[TASK DETAILS]
Find every line in the entries below that contains the word "collar" and copy each of those lines.

● ● ● ● ●

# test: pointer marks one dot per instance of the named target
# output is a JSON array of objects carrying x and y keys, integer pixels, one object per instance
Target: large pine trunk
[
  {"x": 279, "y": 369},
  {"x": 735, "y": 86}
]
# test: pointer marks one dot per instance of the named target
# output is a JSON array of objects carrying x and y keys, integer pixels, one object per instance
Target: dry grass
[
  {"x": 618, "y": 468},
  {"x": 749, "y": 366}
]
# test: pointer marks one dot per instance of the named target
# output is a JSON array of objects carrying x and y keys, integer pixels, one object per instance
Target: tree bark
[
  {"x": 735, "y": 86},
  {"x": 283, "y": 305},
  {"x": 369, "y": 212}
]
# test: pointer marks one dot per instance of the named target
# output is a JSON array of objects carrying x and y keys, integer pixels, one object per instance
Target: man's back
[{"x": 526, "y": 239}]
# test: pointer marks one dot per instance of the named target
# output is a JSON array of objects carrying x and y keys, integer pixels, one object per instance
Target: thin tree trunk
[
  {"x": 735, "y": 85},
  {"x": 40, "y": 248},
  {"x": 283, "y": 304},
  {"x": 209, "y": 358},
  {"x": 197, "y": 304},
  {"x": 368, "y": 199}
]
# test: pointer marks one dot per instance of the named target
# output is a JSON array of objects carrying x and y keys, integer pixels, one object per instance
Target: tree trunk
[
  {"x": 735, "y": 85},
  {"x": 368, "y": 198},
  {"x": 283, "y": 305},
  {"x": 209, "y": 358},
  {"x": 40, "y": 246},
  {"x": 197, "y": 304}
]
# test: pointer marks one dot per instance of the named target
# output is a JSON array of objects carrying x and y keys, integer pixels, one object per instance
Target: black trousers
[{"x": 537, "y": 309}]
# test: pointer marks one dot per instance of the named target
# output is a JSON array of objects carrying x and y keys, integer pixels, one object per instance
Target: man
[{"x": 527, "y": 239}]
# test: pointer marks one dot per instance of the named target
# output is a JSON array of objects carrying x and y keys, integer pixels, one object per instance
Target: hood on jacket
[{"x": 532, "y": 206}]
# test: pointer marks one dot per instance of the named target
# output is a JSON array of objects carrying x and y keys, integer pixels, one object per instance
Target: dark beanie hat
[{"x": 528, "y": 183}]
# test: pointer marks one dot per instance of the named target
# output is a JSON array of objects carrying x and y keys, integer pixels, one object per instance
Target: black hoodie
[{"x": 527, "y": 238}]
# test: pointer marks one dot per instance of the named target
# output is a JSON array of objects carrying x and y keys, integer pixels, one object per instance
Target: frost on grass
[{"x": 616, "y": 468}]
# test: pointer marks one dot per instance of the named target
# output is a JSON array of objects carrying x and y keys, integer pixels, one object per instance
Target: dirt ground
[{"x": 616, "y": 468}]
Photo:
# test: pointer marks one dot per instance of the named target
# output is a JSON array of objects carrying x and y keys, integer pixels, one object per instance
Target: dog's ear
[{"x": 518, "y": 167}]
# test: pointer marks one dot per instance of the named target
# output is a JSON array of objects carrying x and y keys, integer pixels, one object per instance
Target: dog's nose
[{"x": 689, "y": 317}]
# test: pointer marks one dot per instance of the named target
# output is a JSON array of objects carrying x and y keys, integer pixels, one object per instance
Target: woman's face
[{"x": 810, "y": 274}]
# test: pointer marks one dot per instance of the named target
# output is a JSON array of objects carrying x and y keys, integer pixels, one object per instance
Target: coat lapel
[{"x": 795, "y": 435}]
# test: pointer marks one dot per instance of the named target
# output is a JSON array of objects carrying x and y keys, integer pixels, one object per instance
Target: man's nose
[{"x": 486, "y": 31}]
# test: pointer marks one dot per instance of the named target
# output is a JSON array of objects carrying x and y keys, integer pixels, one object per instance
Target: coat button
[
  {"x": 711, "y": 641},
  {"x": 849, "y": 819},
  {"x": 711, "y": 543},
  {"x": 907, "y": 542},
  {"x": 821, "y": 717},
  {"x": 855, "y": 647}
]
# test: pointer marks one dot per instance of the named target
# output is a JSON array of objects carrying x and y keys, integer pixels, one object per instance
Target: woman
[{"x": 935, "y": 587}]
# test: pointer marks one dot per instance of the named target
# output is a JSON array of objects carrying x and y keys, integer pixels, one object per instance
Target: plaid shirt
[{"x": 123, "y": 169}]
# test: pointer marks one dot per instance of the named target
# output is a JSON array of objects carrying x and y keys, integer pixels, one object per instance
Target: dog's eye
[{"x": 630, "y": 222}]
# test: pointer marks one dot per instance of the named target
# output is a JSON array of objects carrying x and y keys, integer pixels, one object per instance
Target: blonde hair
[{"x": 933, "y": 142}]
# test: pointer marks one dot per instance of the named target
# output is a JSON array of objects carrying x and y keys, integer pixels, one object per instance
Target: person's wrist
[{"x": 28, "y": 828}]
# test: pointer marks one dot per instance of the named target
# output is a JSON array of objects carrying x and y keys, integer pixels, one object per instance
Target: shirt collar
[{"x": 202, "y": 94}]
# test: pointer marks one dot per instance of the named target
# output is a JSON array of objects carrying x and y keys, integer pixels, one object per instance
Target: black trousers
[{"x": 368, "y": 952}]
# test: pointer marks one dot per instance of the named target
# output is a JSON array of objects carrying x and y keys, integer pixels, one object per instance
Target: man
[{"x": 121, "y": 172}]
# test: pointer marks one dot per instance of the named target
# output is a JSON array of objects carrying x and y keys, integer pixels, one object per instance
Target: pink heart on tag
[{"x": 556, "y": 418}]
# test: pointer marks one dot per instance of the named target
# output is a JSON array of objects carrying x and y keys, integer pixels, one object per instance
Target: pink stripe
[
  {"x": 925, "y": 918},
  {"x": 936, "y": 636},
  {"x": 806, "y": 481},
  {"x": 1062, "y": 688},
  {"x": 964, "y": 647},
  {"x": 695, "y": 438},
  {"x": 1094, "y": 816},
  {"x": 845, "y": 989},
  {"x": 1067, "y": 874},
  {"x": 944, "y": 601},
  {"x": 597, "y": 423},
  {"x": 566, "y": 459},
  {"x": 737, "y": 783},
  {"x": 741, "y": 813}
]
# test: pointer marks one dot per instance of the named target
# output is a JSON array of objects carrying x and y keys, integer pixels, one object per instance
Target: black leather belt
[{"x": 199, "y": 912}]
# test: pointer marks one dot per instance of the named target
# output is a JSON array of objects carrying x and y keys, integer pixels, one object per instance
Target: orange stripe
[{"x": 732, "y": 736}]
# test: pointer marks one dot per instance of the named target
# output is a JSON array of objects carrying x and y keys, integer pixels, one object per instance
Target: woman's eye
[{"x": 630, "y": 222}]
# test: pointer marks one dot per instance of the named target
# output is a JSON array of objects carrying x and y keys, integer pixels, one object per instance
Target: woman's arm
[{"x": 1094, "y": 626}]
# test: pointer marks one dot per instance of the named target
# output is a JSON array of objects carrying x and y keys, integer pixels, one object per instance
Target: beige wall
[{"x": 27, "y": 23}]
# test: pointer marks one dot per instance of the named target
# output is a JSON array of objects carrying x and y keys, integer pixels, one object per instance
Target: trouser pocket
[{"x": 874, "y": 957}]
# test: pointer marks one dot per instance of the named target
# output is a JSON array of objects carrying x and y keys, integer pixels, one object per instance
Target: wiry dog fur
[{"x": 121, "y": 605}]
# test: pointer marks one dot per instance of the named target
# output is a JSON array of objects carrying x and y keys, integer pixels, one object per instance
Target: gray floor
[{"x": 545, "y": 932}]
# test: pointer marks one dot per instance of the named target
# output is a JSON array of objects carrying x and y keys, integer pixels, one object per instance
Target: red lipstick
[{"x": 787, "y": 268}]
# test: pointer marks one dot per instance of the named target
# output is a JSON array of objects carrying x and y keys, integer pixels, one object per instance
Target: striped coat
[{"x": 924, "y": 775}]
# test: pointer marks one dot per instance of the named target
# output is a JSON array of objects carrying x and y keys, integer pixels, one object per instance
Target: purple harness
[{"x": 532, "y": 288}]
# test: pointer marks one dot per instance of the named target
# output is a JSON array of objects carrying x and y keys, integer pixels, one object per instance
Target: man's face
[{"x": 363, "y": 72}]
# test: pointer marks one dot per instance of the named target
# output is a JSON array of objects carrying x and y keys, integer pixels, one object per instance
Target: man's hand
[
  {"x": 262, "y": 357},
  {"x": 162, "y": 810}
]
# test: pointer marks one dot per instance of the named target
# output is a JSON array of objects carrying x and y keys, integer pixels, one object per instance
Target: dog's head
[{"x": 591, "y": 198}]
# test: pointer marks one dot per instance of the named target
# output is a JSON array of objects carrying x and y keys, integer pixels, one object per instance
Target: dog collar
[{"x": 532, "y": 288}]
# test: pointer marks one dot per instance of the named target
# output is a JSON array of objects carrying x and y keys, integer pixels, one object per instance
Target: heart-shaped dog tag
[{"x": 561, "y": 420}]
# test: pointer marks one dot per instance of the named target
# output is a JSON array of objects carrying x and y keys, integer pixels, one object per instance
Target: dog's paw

● ● ● ● ●

[OUTPUT OF THE EXERCISE]
Target: shirt collar
Target: dog collar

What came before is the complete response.